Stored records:

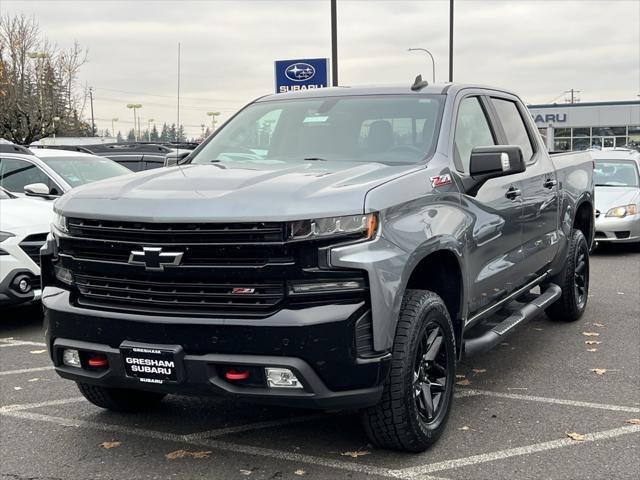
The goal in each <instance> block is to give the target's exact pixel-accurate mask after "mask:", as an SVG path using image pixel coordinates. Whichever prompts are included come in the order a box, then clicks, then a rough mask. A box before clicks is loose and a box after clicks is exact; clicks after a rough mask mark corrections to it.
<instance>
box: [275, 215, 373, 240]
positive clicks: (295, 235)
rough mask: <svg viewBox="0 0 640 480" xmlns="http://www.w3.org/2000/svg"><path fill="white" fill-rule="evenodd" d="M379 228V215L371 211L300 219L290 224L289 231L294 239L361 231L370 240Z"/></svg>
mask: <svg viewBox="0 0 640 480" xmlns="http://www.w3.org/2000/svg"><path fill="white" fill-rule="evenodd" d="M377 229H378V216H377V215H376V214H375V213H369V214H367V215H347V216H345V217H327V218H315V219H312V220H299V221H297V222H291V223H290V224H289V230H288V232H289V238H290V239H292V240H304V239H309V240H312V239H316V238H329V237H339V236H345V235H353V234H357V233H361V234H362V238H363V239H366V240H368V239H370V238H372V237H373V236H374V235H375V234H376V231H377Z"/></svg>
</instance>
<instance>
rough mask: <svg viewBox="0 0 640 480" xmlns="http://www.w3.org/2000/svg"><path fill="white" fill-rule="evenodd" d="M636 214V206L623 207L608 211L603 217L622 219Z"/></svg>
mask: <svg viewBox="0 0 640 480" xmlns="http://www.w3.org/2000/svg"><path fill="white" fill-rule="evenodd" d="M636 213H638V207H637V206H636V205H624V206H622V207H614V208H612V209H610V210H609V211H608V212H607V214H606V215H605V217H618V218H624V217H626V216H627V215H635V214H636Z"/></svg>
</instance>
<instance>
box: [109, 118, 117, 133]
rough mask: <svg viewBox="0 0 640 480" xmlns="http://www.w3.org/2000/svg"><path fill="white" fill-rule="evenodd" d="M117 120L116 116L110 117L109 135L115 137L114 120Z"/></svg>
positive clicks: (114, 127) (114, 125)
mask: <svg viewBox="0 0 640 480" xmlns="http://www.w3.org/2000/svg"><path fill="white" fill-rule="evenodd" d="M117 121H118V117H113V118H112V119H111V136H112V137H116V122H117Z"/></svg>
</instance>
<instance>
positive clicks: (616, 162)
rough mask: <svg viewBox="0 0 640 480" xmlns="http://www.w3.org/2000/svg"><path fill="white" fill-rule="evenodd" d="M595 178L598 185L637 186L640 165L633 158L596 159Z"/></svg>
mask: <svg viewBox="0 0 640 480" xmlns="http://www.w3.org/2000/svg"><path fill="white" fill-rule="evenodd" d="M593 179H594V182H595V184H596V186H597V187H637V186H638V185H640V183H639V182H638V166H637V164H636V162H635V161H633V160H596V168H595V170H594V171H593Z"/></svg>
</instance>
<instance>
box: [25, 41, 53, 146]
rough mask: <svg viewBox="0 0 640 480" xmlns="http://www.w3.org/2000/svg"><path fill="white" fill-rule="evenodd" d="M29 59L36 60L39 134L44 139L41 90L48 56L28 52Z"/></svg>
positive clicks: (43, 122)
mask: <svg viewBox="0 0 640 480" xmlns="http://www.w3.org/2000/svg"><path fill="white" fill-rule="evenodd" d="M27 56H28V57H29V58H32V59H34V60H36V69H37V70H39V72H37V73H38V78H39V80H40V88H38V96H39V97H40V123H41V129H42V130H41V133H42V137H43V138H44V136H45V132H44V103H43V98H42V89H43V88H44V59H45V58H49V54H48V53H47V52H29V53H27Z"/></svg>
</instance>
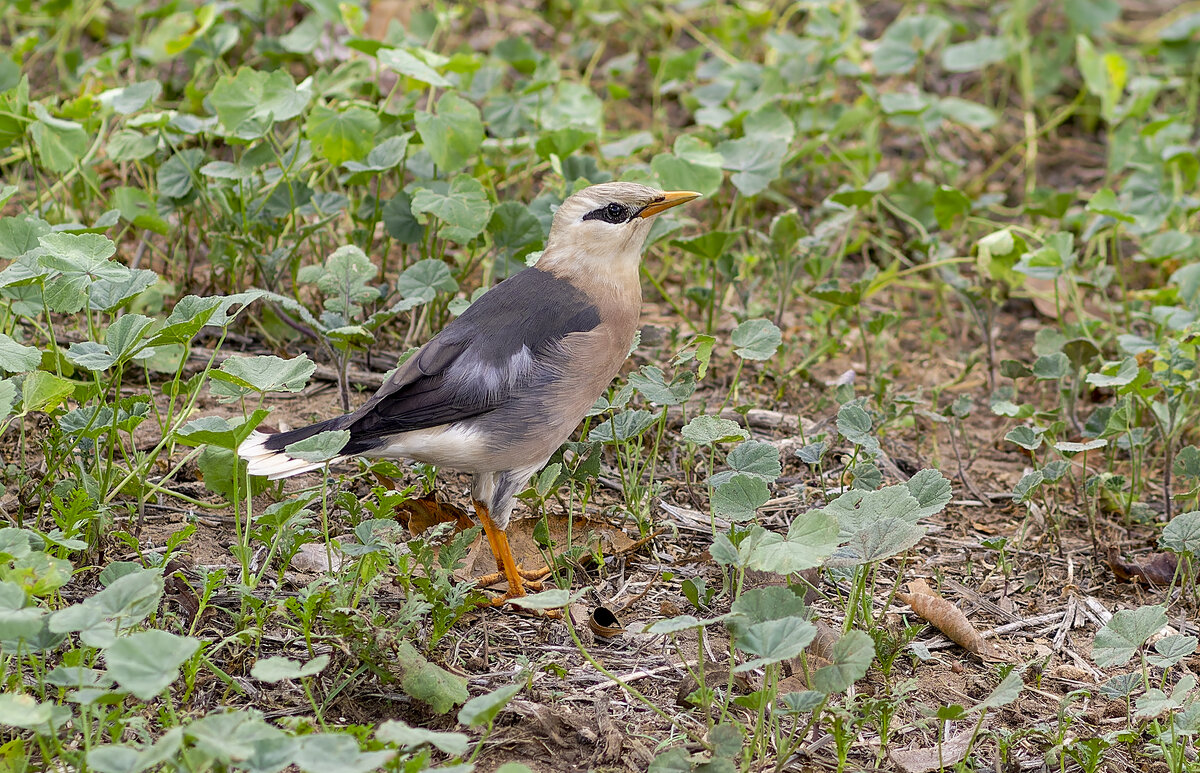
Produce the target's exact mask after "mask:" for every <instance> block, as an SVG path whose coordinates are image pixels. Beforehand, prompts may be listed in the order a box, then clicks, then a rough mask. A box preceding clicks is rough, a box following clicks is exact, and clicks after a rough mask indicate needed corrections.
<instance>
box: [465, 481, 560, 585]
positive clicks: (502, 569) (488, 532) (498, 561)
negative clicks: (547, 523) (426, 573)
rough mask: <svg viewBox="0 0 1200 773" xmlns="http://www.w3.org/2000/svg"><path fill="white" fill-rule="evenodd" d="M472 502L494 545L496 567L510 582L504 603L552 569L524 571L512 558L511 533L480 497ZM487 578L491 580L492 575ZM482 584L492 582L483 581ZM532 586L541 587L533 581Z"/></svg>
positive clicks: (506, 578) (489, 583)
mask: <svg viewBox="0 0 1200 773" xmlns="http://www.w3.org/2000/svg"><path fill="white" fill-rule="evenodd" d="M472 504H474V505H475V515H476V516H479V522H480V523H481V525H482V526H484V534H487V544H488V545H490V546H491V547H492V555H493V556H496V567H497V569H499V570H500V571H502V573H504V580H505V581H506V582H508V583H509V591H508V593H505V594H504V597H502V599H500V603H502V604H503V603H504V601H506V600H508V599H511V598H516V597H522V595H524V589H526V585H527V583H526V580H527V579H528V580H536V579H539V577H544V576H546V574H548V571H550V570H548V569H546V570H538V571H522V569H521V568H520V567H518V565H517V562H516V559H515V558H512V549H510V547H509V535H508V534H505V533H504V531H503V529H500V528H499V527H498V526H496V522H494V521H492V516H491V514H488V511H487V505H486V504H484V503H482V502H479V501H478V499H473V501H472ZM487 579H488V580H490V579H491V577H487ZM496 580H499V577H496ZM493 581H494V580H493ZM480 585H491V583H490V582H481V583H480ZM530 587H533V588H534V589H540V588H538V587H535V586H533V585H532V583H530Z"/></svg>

...

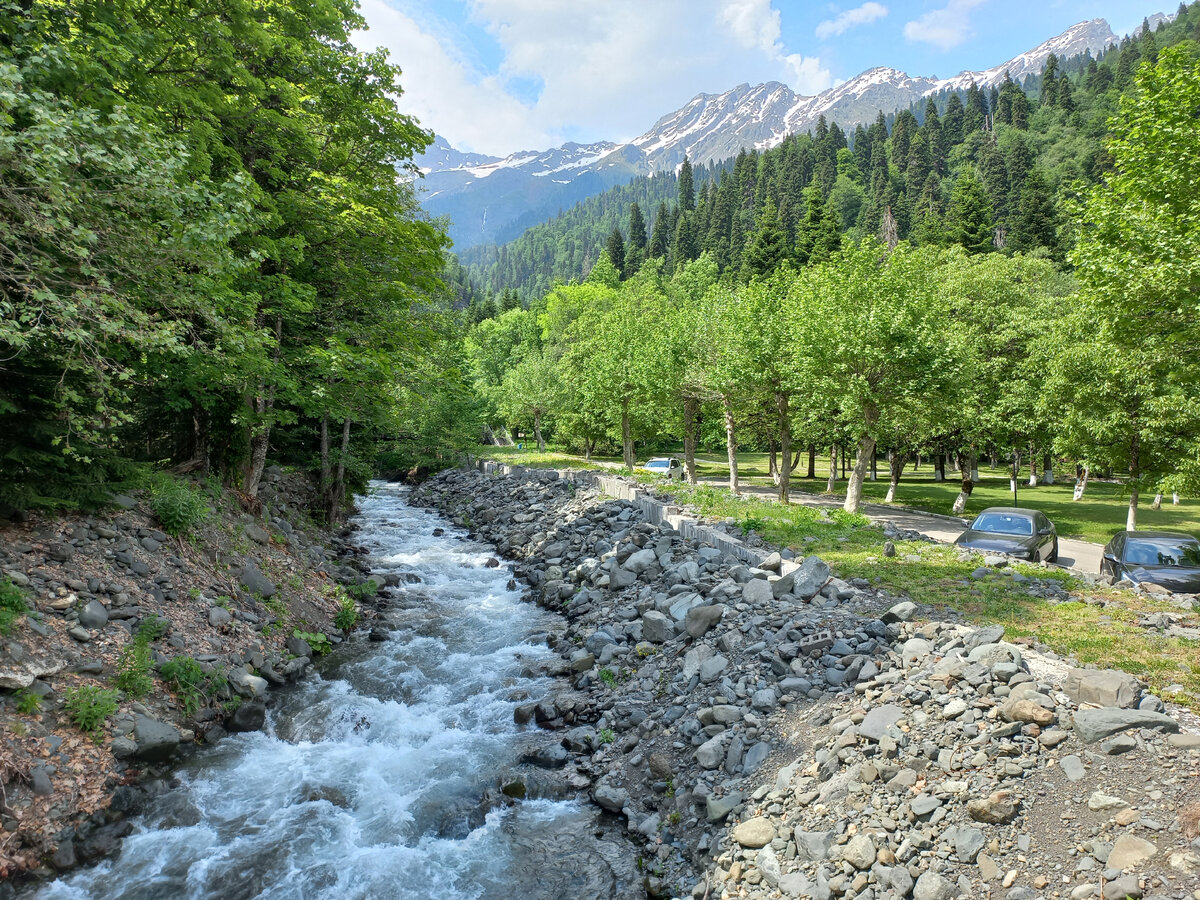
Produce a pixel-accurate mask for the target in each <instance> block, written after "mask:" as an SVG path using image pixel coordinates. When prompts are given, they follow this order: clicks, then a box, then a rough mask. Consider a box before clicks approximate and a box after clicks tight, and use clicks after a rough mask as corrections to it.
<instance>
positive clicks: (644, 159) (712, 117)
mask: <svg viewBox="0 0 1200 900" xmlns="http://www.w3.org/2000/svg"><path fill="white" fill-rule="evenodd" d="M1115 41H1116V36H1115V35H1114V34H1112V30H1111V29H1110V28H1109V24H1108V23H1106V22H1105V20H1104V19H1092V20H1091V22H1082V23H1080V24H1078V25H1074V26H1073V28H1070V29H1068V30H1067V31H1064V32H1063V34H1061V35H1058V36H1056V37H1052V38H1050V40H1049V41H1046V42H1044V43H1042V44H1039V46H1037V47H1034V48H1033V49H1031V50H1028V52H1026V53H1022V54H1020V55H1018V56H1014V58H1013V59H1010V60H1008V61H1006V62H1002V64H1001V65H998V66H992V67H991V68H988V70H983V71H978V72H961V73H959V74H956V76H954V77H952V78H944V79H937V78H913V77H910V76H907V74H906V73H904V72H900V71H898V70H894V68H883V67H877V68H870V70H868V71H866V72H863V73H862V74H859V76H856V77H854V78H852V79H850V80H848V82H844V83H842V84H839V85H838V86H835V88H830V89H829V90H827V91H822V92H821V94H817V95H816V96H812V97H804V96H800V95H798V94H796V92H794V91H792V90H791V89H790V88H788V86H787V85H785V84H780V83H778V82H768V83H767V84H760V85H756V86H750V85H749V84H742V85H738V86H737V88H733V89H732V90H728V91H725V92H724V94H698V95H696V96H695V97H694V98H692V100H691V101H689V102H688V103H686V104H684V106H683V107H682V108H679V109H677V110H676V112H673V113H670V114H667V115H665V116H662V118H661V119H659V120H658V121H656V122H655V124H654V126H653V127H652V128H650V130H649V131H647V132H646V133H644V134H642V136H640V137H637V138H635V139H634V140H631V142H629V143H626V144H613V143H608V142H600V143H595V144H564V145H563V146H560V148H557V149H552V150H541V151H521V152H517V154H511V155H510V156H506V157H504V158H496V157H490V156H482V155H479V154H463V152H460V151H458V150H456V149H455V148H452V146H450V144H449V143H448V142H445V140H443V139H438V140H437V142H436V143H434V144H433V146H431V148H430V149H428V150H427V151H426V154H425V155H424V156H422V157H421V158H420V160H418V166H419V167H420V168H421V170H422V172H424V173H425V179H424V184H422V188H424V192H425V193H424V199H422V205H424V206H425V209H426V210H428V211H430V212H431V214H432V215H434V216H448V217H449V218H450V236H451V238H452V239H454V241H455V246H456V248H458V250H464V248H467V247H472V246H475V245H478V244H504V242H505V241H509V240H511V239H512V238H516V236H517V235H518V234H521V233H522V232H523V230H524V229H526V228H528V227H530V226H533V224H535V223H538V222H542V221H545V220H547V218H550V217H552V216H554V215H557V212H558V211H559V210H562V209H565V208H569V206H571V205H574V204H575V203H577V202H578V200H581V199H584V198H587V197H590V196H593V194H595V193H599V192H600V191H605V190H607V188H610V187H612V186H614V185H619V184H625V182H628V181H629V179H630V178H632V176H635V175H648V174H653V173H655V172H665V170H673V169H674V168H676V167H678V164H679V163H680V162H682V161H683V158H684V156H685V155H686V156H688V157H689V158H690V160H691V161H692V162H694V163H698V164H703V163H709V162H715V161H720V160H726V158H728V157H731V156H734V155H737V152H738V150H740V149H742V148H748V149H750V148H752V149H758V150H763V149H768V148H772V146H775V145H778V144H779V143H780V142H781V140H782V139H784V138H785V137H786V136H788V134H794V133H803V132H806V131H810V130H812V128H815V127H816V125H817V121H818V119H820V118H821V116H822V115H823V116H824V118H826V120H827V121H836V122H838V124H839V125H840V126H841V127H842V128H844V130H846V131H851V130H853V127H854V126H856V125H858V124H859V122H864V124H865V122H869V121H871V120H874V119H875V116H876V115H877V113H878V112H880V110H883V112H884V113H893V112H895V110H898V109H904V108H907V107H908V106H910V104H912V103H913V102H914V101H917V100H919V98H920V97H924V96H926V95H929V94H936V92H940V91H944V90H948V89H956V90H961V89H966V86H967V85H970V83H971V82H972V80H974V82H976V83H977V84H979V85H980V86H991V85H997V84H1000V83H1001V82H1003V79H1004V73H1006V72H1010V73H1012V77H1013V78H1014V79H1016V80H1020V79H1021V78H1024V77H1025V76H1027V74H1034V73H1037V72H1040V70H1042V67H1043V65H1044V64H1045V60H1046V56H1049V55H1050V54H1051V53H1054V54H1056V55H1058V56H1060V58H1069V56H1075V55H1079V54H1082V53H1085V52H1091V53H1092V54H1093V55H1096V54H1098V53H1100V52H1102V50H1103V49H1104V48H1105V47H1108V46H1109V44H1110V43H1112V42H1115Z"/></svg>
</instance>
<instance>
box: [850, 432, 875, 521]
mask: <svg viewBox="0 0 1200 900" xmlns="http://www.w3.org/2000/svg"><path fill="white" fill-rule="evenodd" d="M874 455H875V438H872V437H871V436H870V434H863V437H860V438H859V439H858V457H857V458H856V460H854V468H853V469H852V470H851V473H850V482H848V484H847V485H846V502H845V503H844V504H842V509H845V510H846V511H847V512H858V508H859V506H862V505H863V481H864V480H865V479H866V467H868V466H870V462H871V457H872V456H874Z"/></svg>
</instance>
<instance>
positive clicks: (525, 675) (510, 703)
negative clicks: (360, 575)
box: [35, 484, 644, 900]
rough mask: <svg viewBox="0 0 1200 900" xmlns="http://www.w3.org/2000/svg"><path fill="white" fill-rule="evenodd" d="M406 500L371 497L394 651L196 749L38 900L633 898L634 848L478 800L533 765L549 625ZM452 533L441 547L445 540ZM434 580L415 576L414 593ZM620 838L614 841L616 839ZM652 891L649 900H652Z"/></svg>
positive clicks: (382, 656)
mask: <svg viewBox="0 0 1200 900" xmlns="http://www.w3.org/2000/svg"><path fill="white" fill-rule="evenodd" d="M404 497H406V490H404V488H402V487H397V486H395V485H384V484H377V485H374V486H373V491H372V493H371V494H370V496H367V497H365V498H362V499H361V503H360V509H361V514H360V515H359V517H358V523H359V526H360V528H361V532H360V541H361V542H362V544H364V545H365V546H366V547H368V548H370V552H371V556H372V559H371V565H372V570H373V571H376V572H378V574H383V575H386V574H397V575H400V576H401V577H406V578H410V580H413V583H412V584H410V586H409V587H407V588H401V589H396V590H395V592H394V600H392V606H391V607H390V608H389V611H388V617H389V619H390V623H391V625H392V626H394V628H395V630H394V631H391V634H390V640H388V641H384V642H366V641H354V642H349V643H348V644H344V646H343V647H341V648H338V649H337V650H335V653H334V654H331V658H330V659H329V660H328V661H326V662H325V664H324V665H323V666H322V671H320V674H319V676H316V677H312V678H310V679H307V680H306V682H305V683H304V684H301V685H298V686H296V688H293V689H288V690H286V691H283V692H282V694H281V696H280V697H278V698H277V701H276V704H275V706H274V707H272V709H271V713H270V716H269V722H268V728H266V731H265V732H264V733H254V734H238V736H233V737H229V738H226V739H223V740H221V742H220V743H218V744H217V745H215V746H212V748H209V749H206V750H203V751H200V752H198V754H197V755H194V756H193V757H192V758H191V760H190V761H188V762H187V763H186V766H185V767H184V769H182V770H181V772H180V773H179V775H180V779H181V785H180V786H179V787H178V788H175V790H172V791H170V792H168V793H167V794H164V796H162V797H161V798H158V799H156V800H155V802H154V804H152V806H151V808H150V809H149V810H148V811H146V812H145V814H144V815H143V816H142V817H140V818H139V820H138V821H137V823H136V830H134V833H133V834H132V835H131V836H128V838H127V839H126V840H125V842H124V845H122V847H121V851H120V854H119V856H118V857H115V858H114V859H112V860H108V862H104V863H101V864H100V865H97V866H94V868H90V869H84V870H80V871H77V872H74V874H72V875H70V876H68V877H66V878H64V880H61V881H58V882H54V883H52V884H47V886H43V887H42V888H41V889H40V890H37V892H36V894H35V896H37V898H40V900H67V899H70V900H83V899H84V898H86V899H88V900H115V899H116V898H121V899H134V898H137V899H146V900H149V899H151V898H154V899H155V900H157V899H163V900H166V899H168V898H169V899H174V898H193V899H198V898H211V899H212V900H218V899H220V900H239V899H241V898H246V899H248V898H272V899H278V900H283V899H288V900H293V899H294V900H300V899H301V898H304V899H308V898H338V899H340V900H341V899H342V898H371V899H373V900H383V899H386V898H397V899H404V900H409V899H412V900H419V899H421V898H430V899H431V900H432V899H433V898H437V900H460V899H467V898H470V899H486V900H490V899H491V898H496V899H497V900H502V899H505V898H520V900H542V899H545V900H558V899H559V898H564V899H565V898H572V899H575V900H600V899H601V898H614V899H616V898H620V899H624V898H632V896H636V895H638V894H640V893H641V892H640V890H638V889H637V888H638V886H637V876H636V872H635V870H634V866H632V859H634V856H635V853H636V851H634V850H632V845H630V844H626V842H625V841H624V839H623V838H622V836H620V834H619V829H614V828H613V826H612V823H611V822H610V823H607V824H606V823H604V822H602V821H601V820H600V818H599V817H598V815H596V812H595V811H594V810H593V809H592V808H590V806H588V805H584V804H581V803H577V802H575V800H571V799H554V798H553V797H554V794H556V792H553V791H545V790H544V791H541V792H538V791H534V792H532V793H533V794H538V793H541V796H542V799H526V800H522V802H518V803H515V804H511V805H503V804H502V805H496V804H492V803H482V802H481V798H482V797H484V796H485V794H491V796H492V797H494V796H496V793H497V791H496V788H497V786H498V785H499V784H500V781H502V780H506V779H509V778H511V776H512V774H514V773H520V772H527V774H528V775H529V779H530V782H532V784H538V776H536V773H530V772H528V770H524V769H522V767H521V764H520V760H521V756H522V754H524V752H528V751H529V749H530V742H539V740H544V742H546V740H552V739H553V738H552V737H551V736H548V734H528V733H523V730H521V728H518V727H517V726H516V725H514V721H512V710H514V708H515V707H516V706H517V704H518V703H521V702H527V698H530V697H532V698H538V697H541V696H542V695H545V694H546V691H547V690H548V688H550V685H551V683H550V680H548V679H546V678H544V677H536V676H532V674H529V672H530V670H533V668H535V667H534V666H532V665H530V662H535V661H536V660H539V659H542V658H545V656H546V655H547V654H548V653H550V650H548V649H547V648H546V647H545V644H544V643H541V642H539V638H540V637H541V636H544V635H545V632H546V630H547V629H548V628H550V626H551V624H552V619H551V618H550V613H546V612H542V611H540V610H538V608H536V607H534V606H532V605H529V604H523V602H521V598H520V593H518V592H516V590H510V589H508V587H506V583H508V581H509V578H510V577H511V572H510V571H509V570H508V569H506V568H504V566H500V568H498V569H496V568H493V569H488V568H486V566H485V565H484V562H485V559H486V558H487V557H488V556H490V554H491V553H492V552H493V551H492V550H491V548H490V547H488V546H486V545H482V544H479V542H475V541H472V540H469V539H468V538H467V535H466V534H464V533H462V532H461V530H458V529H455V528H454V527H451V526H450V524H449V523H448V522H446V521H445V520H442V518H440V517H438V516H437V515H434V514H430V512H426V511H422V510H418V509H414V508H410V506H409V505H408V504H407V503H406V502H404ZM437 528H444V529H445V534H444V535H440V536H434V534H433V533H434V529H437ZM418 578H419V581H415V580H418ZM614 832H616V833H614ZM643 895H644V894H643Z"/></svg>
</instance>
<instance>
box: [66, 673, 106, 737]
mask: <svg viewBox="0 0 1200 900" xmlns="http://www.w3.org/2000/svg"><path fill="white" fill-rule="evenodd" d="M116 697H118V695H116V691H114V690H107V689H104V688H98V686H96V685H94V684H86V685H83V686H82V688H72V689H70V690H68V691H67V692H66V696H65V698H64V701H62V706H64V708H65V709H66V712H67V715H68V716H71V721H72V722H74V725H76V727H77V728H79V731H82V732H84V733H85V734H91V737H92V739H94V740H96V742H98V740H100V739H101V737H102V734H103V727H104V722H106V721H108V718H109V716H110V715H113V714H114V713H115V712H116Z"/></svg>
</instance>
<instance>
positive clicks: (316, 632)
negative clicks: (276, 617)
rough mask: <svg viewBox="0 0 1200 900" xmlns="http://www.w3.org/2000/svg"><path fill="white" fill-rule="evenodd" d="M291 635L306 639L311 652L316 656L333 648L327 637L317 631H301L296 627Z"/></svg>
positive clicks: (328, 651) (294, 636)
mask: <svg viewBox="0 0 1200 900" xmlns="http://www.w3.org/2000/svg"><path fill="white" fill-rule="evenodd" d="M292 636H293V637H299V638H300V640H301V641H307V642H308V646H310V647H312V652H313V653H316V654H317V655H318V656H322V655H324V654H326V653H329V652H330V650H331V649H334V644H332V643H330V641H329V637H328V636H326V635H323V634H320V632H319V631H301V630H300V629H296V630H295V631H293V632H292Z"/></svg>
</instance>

==

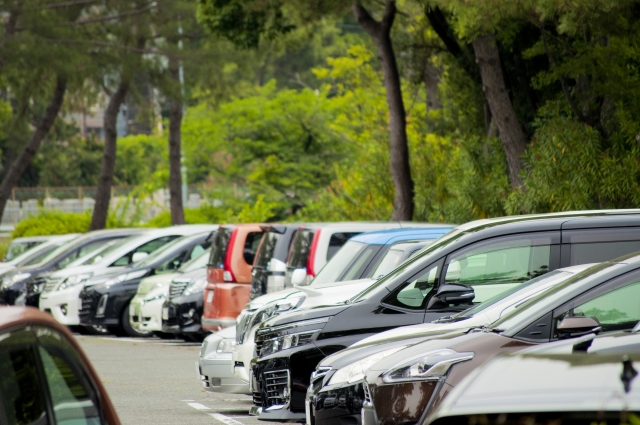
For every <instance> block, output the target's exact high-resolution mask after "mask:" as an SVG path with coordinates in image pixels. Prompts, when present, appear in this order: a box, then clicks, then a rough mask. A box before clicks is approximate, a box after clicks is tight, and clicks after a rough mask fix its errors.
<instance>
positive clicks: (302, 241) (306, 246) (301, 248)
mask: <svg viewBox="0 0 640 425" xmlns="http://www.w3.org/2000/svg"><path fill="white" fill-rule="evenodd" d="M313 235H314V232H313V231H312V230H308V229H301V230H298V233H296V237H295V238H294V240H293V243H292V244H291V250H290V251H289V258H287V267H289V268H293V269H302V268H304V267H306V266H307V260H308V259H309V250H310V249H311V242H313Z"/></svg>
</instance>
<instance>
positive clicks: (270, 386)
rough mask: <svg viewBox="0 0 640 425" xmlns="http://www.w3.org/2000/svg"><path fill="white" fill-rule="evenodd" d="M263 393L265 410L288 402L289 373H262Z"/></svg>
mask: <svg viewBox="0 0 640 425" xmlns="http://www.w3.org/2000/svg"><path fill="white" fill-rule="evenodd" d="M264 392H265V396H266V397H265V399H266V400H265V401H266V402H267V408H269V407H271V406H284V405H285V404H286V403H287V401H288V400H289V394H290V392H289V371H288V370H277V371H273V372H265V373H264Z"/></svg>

### [Required work]
Count the lines of the records above that contain the string "negative", with case counting, and give only that number.

### [Task output]
3